Data supplied below:

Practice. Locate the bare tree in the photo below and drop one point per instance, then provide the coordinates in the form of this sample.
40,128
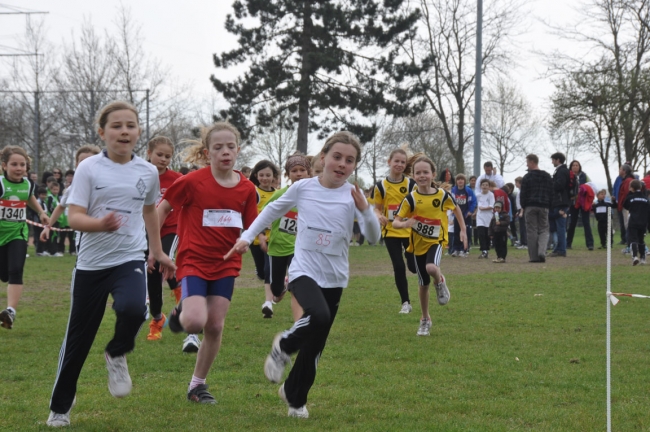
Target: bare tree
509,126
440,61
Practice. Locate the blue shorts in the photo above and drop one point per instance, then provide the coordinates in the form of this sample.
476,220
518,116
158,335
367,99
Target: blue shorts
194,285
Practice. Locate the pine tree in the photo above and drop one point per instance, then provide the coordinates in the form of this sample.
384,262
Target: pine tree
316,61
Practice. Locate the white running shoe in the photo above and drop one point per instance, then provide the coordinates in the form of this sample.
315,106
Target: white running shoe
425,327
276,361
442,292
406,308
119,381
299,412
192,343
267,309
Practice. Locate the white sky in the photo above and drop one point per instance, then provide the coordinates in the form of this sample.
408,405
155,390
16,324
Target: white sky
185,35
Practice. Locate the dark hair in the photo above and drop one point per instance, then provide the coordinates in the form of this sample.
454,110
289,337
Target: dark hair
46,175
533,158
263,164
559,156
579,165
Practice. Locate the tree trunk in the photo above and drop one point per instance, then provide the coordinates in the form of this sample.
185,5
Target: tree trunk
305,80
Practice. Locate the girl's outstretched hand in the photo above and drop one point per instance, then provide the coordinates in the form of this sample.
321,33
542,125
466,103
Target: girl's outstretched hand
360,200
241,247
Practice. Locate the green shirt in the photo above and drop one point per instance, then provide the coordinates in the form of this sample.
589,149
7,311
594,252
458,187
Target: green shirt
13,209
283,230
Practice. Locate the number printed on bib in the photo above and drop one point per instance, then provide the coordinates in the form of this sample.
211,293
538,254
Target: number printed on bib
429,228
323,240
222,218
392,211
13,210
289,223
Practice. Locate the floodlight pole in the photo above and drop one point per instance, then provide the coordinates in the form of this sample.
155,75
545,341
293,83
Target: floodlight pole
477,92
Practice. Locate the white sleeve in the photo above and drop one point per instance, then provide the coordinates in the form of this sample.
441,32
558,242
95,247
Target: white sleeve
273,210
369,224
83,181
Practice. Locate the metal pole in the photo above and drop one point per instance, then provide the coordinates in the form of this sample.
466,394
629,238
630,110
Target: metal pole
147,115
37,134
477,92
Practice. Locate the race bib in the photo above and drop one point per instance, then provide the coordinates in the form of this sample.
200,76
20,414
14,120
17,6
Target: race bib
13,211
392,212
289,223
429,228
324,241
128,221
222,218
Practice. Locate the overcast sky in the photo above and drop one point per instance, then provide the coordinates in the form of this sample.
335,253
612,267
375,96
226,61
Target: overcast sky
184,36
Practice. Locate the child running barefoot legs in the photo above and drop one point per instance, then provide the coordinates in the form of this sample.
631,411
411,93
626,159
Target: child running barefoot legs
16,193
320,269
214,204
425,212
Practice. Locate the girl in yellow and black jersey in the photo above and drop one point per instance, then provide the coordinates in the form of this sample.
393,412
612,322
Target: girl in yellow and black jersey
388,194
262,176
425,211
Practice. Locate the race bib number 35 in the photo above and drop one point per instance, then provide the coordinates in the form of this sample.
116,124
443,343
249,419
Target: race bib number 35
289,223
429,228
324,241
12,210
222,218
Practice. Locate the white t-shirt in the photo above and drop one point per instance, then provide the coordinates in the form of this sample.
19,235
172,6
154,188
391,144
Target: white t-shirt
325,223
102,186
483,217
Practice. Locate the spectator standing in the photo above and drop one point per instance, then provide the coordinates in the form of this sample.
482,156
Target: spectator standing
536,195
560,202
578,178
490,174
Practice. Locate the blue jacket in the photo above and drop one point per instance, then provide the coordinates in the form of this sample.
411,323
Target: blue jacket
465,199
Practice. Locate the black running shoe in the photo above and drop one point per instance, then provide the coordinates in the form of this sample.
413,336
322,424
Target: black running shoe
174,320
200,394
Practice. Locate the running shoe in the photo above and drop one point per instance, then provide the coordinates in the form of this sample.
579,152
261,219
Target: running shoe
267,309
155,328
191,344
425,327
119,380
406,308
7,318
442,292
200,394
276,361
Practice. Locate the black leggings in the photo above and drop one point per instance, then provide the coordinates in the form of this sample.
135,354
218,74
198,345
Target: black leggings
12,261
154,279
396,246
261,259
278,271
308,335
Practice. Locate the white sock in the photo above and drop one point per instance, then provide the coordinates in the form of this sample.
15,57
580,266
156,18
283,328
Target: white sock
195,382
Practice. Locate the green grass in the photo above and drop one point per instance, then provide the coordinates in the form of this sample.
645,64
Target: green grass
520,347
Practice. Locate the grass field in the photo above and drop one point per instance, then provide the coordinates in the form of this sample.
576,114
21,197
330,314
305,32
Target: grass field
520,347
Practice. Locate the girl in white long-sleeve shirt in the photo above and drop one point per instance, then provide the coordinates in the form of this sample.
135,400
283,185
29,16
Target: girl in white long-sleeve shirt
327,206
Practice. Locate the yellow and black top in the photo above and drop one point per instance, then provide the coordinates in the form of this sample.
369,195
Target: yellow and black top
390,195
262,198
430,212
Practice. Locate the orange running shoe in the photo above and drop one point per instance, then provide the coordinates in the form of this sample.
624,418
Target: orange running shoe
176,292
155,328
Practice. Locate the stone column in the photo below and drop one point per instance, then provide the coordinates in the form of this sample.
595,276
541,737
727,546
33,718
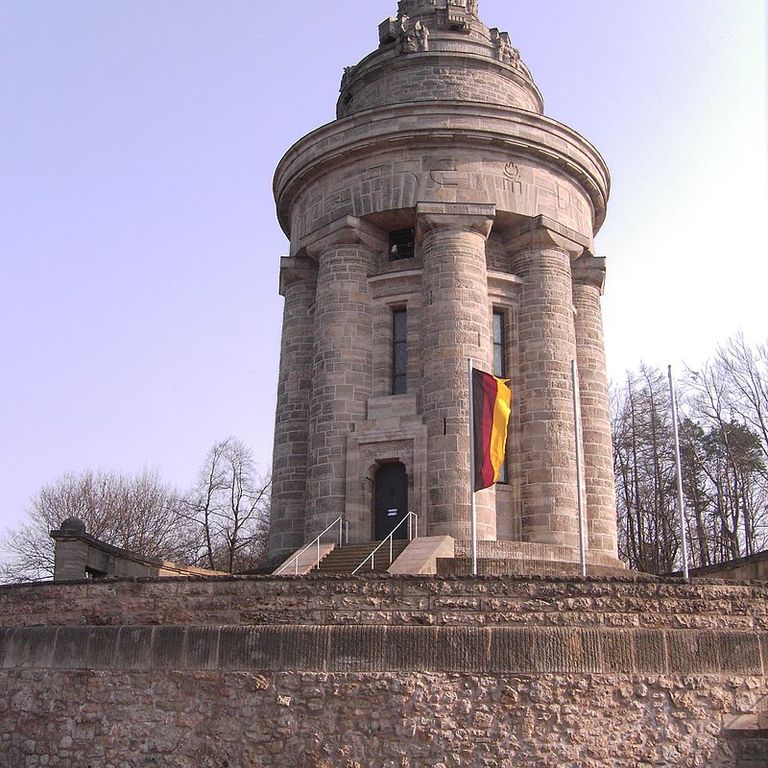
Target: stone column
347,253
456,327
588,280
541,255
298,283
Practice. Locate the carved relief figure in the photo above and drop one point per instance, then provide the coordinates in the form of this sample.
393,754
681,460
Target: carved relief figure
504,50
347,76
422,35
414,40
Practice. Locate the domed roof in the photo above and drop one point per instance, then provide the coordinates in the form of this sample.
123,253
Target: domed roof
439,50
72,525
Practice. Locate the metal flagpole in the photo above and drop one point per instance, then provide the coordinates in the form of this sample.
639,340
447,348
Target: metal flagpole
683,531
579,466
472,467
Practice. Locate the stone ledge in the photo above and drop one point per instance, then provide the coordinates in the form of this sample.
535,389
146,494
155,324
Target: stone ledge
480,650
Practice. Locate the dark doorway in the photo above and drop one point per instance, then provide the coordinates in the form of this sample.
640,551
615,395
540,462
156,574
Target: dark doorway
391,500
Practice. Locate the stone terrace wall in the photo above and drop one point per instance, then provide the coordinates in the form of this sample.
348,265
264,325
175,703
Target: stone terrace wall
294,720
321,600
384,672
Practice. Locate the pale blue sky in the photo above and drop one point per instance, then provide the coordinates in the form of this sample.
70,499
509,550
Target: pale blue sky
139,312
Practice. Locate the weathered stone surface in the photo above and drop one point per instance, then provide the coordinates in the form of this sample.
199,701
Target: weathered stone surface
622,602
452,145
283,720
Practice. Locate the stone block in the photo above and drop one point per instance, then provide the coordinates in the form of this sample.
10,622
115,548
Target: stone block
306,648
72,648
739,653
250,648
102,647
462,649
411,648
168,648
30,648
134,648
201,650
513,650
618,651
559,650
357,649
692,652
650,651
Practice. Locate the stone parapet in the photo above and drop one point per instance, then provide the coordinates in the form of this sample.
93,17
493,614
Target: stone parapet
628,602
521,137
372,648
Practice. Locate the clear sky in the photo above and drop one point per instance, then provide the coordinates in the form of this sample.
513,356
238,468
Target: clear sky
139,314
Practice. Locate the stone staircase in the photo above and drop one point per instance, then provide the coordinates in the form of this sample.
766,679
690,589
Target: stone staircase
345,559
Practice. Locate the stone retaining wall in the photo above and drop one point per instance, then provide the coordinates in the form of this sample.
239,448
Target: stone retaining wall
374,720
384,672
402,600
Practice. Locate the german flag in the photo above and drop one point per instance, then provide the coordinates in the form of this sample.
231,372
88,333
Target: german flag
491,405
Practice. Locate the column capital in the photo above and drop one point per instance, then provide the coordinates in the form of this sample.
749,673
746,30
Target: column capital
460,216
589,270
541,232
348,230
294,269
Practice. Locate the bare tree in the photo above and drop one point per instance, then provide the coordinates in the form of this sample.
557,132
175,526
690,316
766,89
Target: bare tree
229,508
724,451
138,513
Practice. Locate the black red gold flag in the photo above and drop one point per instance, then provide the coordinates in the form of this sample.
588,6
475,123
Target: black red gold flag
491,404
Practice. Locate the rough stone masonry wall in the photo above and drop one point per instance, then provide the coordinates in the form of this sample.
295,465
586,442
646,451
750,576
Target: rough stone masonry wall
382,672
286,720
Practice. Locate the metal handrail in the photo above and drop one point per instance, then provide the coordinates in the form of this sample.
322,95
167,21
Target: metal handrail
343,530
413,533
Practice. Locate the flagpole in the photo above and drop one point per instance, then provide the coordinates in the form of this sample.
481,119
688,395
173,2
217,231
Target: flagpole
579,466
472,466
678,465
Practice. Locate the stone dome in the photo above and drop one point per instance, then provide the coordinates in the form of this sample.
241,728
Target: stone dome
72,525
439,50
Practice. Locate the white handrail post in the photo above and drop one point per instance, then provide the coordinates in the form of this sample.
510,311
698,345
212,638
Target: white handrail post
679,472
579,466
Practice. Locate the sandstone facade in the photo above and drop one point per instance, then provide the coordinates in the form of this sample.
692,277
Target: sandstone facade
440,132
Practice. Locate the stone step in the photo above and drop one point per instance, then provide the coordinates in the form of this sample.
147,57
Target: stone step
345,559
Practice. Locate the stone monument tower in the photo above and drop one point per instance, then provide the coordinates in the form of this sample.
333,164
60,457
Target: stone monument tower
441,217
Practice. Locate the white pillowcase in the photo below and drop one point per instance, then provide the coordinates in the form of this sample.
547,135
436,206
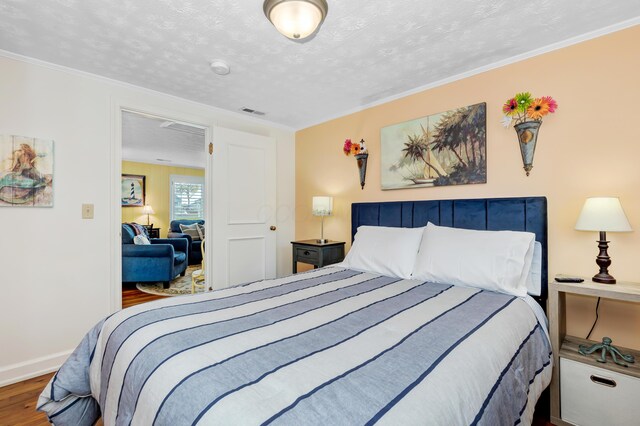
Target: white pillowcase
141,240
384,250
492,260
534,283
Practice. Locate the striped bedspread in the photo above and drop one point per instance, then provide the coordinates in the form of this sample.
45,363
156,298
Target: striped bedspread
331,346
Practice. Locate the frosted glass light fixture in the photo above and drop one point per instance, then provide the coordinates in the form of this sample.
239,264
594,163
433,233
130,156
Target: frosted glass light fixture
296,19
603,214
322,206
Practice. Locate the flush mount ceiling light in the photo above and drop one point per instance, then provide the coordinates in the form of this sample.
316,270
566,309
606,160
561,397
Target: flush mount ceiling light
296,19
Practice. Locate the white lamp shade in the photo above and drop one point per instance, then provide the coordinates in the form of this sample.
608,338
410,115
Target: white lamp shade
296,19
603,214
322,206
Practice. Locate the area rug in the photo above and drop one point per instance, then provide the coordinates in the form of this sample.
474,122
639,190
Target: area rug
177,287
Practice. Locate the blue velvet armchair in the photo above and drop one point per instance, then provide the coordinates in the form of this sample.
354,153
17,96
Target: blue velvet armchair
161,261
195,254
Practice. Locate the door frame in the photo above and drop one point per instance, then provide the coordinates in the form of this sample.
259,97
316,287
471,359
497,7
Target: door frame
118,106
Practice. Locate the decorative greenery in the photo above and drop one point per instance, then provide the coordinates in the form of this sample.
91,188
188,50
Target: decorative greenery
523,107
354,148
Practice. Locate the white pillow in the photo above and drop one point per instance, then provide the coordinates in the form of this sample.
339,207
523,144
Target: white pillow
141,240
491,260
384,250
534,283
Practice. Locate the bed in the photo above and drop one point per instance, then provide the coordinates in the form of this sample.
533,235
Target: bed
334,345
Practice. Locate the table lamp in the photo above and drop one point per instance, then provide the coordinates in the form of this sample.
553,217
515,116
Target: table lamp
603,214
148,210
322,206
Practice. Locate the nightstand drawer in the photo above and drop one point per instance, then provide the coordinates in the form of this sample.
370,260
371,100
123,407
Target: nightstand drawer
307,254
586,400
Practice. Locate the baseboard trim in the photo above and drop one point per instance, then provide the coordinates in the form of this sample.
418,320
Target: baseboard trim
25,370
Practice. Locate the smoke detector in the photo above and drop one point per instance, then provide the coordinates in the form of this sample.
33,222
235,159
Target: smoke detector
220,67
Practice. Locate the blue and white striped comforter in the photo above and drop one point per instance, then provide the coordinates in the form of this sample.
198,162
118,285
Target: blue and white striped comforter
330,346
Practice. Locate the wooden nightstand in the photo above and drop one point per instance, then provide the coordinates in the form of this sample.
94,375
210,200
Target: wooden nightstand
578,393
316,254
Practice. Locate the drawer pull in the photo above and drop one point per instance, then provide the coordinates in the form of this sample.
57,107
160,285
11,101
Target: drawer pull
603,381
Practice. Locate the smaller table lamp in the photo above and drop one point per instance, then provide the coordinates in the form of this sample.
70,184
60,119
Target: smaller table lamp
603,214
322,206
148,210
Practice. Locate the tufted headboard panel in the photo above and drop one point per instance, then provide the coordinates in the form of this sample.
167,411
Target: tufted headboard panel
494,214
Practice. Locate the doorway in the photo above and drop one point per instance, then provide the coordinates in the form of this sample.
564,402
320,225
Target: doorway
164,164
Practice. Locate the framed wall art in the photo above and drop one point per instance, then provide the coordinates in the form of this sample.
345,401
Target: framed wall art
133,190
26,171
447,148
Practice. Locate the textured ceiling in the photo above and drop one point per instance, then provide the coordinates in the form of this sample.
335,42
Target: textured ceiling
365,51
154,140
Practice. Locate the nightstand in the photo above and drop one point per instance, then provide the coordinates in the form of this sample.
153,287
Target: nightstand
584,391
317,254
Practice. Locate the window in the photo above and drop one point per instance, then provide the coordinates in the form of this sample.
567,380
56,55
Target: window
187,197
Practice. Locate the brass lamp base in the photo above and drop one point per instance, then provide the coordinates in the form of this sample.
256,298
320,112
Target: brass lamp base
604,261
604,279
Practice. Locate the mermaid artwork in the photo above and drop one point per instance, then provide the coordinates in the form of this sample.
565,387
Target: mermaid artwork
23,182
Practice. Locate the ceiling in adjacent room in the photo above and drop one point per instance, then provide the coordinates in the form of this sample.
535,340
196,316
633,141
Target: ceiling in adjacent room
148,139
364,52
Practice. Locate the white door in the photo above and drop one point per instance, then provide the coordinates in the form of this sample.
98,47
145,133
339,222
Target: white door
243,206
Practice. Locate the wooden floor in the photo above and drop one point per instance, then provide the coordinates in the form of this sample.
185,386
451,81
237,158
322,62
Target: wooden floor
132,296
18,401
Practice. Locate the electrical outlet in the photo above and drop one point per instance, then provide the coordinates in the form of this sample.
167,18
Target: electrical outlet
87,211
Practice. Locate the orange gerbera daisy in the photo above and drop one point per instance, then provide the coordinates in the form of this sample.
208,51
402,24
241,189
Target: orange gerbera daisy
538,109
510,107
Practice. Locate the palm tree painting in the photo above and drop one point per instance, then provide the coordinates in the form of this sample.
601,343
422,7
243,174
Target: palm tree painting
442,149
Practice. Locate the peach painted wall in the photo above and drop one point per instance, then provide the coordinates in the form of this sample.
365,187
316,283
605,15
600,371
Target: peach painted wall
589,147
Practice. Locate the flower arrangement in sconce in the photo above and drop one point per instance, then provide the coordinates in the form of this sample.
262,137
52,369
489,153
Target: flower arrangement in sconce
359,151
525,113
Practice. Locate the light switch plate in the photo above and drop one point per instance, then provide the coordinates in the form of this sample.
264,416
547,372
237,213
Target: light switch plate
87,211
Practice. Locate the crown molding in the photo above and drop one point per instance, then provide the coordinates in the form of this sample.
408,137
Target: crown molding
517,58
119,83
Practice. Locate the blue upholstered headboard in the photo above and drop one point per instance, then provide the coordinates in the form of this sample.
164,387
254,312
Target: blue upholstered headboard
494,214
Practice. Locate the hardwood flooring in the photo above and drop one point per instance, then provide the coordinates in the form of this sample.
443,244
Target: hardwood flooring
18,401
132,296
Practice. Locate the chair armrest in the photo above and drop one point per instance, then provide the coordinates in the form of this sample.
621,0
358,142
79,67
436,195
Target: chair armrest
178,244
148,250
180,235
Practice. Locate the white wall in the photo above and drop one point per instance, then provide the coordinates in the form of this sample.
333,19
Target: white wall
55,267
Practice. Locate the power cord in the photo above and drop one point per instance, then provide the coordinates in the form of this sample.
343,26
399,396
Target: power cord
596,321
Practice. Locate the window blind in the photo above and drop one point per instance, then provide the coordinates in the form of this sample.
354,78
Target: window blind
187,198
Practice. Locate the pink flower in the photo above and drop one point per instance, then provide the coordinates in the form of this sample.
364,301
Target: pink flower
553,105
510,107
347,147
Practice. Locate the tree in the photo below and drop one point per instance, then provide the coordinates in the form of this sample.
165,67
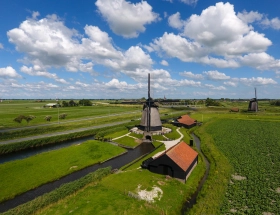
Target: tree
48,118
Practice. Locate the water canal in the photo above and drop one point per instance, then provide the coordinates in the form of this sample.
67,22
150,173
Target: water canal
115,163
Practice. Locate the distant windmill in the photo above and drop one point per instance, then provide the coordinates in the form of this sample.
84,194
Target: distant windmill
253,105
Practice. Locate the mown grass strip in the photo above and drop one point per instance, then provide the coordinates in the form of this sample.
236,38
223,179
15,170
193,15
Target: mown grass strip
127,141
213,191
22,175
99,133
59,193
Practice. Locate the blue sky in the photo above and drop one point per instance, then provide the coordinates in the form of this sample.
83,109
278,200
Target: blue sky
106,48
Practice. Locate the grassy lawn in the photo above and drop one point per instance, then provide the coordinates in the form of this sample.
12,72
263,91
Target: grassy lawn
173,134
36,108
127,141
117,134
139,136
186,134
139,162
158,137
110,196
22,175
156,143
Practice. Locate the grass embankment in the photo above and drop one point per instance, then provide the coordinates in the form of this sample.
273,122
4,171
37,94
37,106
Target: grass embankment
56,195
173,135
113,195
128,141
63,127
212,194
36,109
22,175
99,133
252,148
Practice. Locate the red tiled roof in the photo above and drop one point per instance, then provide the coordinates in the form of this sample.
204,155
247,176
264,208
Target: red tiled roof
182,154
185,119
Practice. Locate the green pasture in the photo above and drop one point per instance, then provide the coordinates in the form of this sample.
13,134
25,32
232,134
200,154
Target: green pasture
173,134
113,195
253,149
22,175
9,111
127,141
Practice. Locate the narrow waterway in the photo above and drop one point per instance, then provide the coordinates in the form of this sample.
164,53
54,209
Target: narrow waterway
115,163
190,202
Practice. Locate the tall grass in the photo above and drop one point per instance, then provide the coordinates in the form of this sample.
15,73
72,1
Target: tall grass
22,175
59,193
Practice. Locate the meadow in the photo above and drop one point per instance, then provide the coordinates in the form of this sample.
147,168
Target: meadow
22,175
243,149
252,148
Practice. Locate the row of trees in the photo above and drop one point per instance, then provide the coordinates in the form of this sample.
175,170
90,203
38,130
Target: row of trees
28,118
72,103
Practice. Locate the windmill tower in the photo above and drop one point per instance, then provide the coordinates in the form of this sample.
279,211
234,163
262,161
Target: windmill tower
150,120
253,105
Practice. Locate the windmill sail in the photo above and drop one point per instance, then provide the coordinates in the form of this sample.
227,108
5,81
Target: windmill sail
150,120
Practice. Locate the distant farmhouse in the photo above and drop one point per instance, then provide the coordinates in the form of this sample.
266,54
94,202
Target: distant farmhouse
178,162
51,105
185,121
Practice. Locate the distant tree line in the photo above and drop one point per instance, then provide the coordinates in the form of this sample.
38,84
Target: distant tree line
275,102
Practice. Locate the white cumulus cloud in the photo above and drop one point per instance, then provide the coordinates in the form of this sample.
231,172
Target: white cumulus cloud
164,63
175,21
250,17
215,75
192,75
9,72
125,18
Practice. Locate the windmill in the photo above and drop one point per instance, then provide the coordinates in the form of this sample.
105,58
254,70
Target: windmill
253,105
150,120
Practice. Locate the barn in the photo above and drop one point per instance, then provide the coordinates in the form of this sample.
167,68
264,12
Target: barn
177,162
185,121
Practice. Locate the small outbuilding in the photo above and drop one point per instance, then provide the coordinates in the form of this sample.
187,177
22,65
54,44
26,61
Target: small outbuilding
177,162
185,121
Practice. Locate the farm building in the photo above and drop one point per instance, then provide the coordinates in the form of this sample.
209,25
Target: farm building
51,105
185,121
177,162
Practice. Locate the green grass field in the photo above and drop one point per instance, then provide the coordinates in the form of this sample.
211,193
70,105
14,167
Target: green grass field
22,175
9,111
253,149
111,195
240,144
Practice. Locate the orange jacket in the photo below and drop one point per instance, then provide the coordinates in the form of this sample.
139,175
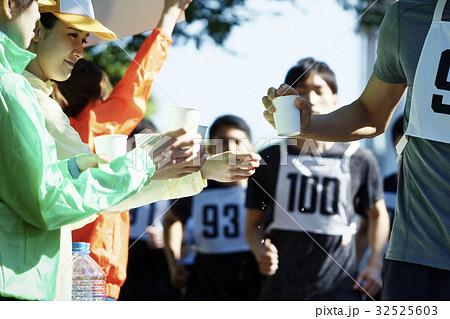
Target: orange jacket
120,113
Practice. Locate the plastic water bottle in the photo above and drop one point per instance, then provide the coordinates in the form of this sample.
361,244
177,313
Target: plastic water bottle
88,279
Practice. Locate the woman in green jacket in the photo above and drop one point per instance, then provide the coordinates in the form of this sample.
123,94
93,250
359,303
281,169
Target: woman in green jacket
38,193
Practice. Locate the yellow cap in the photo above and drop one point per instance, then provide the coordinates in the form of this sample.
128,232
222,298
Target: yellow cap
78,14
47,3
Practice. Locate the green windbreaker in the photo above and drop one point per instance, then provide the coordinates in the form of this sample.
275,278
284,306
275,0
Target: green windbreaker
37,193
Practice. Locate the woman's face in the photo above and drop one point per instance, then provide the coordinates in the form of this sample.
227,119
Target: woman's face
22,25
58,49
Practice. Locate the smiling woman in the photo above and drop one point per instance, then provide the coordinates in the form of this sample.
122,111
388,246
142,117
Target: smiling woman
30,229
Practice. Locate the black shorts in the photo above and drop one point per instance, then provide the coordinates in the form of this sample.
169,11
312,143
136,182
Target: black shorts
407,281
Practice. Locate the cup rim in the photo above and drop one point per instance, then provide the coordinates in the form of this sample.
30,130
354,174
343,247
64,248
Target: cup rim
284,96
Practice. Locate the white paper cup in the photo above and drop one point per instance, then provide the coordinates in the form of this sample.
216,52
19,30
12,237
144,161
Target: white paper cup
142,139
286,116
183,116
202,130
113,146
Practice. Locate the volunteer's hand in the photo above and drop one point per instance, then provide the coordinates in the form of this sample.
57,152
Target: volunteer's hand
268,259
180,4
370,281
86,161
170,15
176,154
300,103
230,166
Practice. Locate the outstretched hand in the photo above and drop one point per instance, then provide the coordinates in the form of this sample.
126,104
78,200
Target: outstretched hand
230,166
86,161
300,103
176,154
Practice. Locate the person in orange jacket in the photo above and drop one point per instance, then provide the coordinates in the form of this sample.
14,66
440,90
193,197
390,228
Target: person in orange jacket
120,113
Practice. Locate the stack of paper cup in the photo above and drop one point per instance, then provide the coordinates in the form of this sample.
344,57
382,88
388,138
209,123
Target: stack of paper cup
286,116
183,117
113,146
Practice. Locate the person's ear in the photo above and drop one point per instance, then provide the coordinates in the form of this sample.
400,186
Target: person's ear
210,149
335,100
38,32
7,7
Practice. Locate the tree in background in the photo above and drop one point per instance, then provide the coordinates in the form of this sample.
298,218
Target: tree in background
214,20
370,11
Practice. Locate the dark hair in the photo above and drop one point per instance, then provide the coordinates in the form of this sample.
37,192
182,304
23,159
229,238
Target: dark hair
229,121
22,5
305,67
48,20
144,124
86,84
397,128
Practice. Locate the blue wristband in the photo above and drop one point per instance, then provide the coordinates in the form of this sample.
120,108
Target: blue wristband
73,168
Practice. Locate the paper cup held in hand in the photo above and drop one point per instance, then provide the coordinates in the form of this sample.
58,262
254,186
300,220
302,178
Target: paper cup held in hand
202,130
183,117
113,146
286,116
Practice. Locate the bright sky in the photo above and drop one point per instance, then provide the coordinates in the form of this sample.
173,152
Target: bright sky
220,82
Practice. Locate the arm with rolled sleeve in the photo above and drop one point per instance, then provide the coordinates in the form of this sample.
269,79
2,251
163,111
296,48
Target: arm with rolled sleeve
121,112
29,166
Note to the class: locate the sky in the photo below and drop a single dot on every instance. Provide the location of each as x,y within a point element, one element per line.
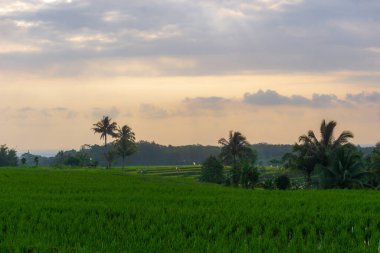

End of Data supplied.

Goal of the exercise — Copy out exactly, with no pictures, the lines of the data from the first one through the line bearing "Practice. Locate the blue shorts".

Output of the task —
Practice. Locate the bare tree in the photo below and drop one point per instance, then provide the coordinates in the form of this sample.
40,128
Target: bare tree
509,126
440,61
Practice. Locate the blue shorts in the photo above and drop one point per instance, then provide the coordinates in the form of this sample.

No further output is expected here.